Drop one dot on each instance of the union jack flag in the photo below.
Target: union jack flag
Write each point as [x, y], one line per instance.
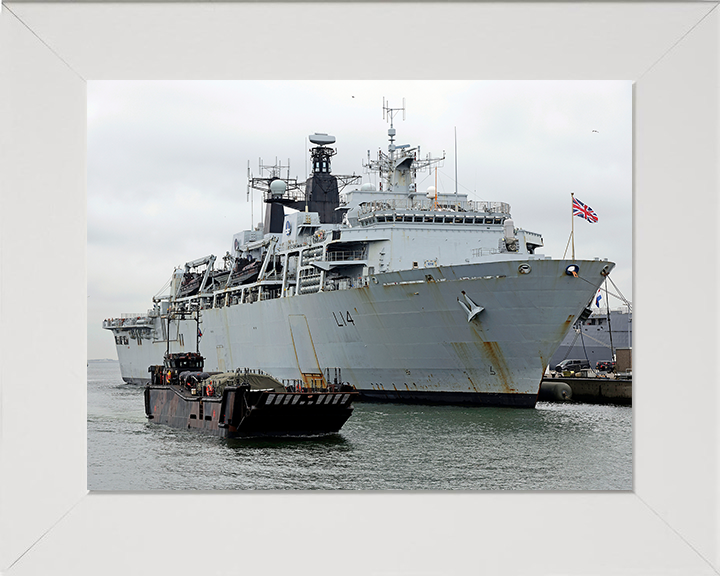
[584, 211]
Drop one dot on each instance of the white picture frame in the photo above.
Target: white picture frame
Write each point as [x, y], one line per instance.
[49, 523]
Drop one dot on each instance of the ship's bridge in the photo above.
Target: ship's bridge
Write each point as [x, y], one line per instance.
[428, 211]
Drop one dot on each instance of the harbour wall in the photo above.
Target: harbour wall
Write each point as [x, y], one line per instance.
[588, 390]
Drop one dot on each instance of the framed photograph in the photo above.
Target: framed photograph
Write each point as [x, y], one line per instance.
[51, 51]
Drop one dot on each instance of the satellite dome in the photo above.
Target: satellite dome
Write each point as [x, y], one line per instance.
[321, 139]
[277, 188]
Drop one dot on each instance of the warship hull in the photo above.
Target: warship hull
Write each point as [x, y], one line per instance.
[479, 334]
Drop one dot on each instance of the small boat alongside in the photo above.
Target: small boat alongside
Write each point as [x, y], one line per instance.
[242, 403]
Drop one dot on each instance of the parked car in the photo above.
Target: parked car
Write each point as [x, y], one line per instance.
[608, 366]
[572, 365]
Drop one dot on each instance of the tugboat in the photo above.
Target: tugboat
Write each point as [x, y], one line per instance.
[242, 403]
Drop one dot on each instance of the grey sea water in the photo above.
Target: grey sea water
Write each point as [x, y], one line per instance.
[382, 447]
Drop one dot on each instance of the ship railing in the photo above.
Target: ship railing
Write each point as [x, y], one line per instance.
[480, 252]
[126, 321]
[429, 205]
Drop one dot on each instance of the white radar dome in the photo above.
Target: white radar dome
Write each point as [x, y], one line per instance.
[277, 188]
[322, 139]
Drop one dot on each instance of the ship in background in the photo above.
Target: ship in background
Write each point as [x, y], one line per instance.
[410, 295]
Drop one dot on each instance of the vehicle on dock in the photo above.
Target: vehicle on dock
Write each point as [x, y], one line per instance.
[244, 402]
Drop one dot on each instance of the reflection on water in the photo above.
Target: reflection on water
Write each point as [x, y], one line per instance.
[381, 447]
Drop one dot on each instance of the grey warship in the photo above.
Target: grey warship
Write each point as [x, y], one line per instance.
[414, 296]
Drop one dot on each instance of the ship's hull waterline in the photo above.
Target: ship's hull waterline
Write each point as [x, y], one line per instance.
[404, 336]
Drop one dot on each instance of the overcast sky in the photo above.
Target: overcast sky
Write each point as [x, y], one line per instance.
[168, 161]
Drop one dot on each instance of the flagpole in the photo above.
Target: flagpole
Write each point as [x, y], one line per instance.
[572, 220]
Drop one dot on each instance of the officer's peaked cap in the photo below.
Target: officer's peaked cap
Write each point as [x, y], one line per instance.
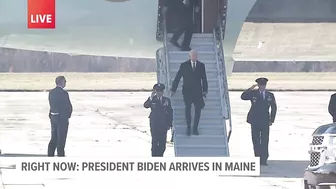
[262, 81]
[159, 87]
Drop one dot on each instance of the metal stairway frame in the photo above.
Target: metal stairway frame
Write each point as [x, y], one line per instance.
[163, 67]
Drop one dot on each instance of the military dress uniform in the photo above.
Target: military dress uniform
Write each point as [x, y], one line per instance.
[161, 119]
[260, 118]
[59, 114]
[332, 107]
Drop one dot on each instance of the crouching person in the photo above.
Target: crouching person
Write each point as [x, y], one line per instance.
[160, 118]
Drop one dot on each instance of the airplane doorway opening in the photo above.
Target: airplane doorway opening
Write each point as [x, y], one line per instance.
[205, 20]
[205, 17]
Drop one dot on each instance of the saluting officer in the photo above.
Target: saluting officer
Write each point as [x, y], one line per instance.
[161, 119]
[332, 107]
[260, 118]
[59, 114]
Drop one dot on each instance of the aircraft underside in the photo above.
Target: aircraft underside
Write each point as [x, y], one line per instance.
[274, 30]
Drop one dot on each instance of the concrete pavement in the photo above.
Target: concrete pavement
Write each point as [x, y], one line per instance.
[116, 124]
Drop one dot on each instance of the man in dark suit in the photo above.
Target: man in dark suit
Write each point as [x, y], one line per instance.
[332, 107]
[59, 114]
[184, 18]
[161, 119]
[260, 118]
[195, 87]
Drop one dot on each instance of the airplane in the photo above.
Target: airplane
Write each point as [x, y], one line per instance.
[121, 28]
[128, 28]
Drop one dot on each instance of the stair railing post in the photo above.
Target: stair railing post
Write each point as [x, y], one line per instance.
[218, 39]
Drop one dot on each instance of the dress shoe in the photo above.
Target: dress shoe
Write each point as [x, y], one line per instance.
[185, 48]
[175, 43]
[188, 131]
[263, 163]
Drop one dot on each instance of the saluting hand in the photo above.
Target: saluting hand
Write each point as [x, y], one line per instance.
[253, 86]
[153, 94]
[172, 92]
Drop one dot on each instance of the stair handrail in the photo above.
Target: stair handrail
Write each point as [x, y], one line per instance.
[219, 37]
[168, 86]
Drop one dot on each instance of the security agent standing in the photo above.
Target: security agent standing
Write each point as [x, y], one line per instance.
[332, 107]
[59, 114]
[184, 16]
[260, 118]
[161, 119]
[195, 87]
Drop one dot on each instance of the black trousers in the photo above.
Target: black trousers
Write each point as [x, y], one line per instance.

### PROBLEM TO SOLVE
Locate "Drop one dot on each instance of the dress" in the material, then quote the line that contains it and all lines after it through the final one.

### EXERCISE SOLUTION
Drop one dot on each instance of the dress shoe in the photo above.
Target: dress shoe
Write each point as [x, y], one line per instance.
[185, 48]
[175, 43]
[188, 131]
[263, 163]
Drop one dot on each instance of the saluting hand in the photo above.
Target: saluting hand
Write each point as [x, y], one line per instance.
[253, 86]
[153, 94]
[172, 92]
Drop one dot on each instance of the stair handrail in the photo above.
Target: stair handrail
Write each point as [x, y], one line per instance.
[219, 37]
[168, 86]
Drop one dot on each instance of the security agent standing in the photo above.
Target: security agent standing
Write each point as [x, y], one line per instance.
[332, 107]
[59, 114]
[184, 16]
[260, 118]
[161, 119]
[195, 87]
Drop one dot on each instance of the black trousers in the photo above.
Target: black trousers
Write each point as [x, y], one line per instance.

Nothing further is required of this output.